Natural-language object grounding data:
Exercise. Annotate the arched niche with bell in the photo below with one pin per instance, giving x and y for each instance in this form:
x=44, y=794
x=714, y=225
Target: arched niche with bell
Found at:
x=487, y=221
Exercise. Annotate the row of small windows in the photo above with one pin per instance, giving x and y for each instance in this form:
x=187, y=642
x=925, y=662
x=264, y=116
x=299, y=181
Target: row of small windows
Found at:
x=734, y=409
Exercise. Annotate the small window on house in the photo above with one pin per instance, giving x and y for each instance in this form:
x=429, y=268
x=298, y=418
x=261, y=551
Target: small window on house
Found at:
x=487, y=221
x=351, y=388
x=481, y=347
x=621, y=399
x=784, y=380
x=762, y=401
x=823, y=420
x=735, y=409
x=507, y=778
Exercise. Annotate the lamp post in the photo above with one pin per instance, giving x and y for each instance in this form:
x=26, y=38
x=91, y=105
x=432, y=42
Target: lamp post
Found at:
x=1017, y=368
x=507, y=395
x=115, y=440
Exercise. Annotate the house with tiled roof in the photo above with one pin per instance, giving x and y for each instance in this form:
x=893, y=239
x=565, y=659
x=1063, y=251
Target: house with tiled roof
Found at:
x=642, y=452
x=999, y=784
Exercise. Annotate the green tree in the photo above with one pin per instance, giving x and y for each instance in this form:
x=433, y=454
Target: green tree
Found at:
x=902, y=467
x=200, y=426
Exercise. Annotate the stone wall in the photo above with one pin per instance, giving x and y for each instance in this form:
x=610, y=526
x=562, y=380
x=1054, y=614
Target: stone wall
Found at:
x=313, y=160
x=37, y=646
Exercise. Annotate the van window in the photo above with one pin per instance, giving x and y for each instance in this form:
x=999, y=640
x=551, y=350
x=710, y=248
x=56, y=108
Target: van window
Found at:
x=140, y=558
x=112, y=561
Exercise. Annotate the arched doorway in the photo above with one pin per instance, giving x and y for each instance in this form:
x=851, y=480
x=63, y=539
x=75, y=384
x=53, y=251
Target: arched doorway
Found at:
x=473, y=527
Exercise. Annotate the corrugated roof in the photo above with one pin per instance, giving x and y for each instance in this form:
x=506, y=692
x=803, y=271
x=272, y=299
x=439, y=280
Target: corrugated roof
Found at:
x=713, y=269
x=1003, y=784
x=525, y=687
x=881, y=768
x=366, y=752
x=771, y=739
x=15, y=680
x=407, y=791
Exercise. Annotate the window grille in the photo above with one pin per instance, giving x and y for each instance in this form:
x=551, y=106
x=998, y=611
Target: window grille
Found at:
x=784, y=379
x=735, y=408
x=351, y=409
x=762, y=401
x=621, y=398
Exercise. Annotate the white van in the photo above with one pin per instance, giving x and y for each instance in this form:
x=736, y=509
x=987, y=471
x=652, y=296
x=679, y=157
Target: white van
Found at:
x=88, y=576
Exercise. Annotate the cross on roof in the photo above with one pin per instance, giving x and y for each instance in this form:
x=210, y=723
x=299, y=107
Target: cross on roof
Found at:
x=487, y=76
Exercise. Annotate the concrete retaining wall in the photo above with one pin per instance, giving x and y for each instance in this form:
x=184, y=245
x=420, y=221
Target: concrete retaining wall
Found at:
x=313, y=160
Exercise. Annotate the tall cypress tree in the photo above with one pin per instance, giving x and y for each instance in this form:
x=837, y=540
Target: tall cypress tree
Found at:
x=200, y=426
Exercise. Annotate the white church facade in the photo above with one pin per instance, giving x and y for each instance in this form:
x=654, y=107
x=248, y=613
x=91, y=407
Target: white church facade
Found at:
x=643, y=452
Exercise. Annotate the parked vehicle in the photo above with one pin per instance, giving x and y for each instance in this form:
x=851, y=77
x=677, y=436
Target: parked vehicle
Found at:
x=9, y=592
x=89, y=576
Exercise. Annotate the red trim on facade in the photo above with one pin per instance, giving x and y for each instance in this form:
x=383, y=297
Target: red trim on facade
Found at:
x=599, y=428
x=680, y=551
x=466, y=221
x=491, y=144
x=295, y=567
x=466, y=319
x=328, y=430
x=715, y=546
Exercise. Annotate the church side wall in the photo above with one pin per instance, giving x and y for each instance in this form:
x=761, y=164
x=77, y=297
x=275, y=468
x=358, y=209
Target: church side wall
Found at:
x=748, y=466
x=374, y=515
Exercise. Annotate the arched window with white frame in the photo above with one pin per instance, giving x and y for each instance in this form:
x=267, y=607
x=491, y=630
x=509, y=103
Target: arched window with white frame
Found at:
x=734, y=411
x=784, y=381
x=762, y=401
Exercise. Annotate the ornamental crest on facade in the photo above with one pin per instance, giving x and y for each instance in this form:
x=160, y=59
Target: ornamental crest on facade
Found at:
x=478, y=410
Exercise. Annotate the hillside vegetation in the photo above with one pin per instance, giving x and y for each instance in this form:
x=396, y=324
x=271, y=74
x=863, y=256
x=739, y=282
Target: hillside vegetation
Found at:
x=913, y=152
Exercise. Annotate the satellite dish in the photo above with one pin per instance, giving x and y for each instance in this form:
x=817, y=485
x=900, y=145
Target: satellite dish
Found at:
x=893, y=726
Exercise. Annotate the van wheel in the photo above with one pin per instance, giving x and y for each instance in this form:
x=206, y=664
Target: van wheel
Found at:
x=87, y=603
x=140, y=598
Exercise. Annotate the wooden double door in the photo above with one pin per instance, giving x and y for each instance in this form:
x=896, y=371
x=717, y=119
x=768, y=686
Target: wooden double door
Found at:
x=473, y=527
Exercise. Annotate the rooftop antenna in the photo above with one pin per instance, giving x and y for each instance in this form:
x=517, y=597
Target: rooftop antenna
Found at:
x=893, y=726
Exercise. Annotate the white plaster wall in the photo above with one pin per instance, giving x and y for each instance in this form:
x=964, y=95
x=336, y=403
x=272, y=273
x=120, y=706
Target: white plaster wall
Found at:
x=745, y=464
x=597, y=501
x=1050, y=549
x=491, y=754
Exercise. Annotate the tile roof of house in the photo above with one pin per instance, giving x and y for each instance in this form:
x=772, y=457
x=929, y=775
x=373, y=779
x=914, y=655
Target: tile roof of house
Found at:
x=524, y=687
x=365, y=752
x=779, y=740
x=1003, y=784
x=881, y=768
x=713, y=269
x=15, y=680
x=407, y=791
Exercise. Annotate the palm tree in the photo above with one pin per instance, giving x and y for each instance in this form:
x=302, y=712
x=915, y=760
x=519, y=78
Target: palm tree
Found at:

[Try it]:
A verbatim transcription of all the entries above is required.

[Task answer]:
Exercise. Annotate the arched niche with bell in the photo below with one pin per instance, giving x and y for each instance in this form:
x=44, y=794
x=714, y=225
Target: arched niche with bell
Found at:
x=487, y=221
Exercise. Annotate the row of small windows in the photo above with one pin per instance, giving x and y for each instance in this form:
x=187, y=642
x=925, y=662
x=264, y=116
x=299, y=181
Target: row of small windows
Found at:
x=734, y=409
Exercise. Annotate the small window on house in the photo above with one pin per instance, giving x and y for each instance in this form:
x=429, y=268
x=298, y=418
x=261, y=551
Target: small window on house
Found at:
x=487, y=221
x=351, y=388
x=481, y=347
x=621, y=399
x=784, y=380
x=762, y=401
x=823, y=420
x=735, y=409
x=507, y=778
Exercise. Annotate the lamp post in the photo above with one pin per instance, giving x and y for each instance in this form:
x=26, y=38
x=91, y=105
x=432, y=42
Target: lamp post
Found at:
x=1017, y=368
x=507, y=395
x=115, y=440
Exercise. Annotate the house with tiled roof in the photo above with one pin per instance, giving x and y for each instance in this form:
x=893, y=239
x=565, y=659
x=1063, y=251
Target: house with tiled roof
Found at:
x=642, y=452
x=999, y=784
Exercise. Annotate the green tree in the photo above with one pin per instance, giving x and y for each instance in this form:
x=433, y=454
Target: green tree
Found at:
x=902, y=467
x=200, y=426
Exercise. Annotate the stone wall in the photo above with one pin per instance, giving x and y for each instance in this form:
x=610, y=526
x=562, y=380
x=1054, y=614
Target: stone wall
Found at:
x=313, y=160
x=37, y=646
Exercise. Annotate the van window in the photo above with one pin per instance, giving x and y for each instance in this form:
x=999, y=640
x=551, y=350
x=710, y=248
x=56, y=108
Target: van window
Found at:
x=140, y=558
x=112, y=561
Exercise. Annotate the arched doorway in the photo above with one pin per instance, giving x and y for each instance in this form:
x=851, y=480
x=63, y=539
x=75, y=384
x=53, y=251
Target: arched doorway
Found at:
x=473, y=527
Exercise. Annotate the corrugated roof in the photo above with one pin per instance, giving x and y for each instance in this form:
x=506, y=692
x=803, y=271
x=272, y=299
x=439, y=280
Target: corrugated roof
Found at:
x=713, y=269
x=1003, y=784
x=525, y=687
x=881, y=768
x=366, y=752
x=771, y=739
x=15, y=680
x=407, y=791
Exercise. Annotate the window grille in the photo above with one pin per instance, giving x and y for each instance in this form:
x=551, y=106
x=998, y=611
Target: window grille
Found at:
x=784, y=379
x=735, y=408
x=351, y=409
x=762, y=401
x=621, y=398
Exercise. Annotate the white van in the photo above with one pin per instance, giving x and y for each instance in this form:
x=736, y=509
x=987, y=471
x=652, y=296
x=679, y=157
Target: white van
Found at:
x=88, y=576
Exercise. Annotate the cross on roof in the photo above with one pin per instance, giving x and y for each instance in this form:
x=210, y=723
x=299, y=107
Target: cross on roof
Found at:
x=487, y=76
Exercise. Annotate the concrete retaining wall in the photo above with one pin per instance, giving x and y for each instance in this form:
x=184, y=245
x=420, y=221
Target: concrete retaining wall
Found at:
x=313, y=160
Exercise. Annotate the tall cypress tree in the photo above with one pin per instance, giving x and y for each instance in this form:
x=837, y=540
Target: tall cypress tree
Found at:
x=200, y=426
Exercise. Annotate the white church facade in the photo above with one pin per instance, giving x and y for each instance in this form:
x=654, y=107
x=248, y=613
x=91, y=407
Target: white church facade
Found at:
x=643, y=452
Exercise. Annotate the parked vehicle in the photo above with one pin per instance, giving x and y for each instance in this form:
x=851, y=77
x=677, y=436
Target: parked vehicle
Found at:
x=9, y=592
x=89, y=576
Exercise. Annotate the red trim on facade in the photo above with one pin per instance, giving x and y for each instance in this form:
x=383, y=297
Target: red trim on facade
Found at:
x=599, y=428
x=680, y=551
x=466, y=221
x=491, y=144
x=295, y=567
x=466, y=319
x=328, y=430
x=715, y=546
Exercise. Annotate the church side wall in the photo above with one pin per instance, giving x and y for each instance in this form:
x=761, y=164
x=77, y=297
x=275, y=468
x=358, y=209
Target: church side wall
Found at:
x=748, y=466
x=374, y=515
Exercise. Annotate the arched window with white frame in the photo above with one pin per instance, giving x and y for each instance in this form:
x=267, y=607
x=491, y=630
x=509, y=103
Target: arched window with white frame
Found at:
x=734, y=411
x=784, y=381
x=762, y=401
Exercise. Annotate the ornamental crest on facade in the photo above with one pin per instance, giving x and y for each instance in this form:
x=160, y=59
Target: ornamental crest on facade
Found at:
x=478, y=410
Exercise. Annotate the hillside vegetation in the photo above with one pin per instance, giving x and y for each instance in this form:
x=396, y=324
x=271, y=74
x=863, y=256
x=739, y=282
Target: hillside vegetation
Found at:
x=913, y=152
Exercise. Annotate the satellite dish in the photo above with one pin per instance, giving x and y for each instance in this form:
x=817, y=485
x=900, y=145
Target: satellite dish
Found at:
x=893, y=726
Exercise. Annotate the van wheel in the photo above with one pin per instance, giving x and y for each instance in this form:
x=206, y=664
Target: van wheel
Found at:
x=87, y=603
x=140, y=598
Exercise. Annotate the wooden double door in the photo above with one pin per instance, giving x and y for each instance in this form:
x=896, y=371
x=717, y=119
x=768, y=686
Target: wooden double door
Found at:
x=473, y=527
Exercise. Annotate the rooftop antenna in the photo above with one pin per instance, giving x and y for each instance in this form:
x=517, y=597
Target: rooftop antenna
Found at:
x=893, y=726
Exercise. Annotate the white plaster wall in the photo above with one pin per instance, giving x and y for each instance in this form:
x=964, y=95
x=336, y=403
x=272, y=273
x=120, y=706
Target: white plaster wall
Found at:
x=745, y=464
x=597, y=501
x=1050, y=549
x=491, y=754
Exercise. Annotate the tile roof of house in the photo above with one pin per instance, giving x and y for each instance in this form:
x=772, y=457
x=929, y=775
x=373, y=779
x=914, y=655
Target: tile roof of house
Found at:
x=524, y=687
x=365, y=752
x=779, y=740
x=1003, y=784
x=881, y=768
x=713, y=269
x=15, y=680
x=407, y=791
Exercise. Annotate the palm tree in the photo above with one pin per instance, giving x and y for each instance in this form:
x=302, y=712
x=915, y=760
x=519, y=78
Target: palm tree
Found at:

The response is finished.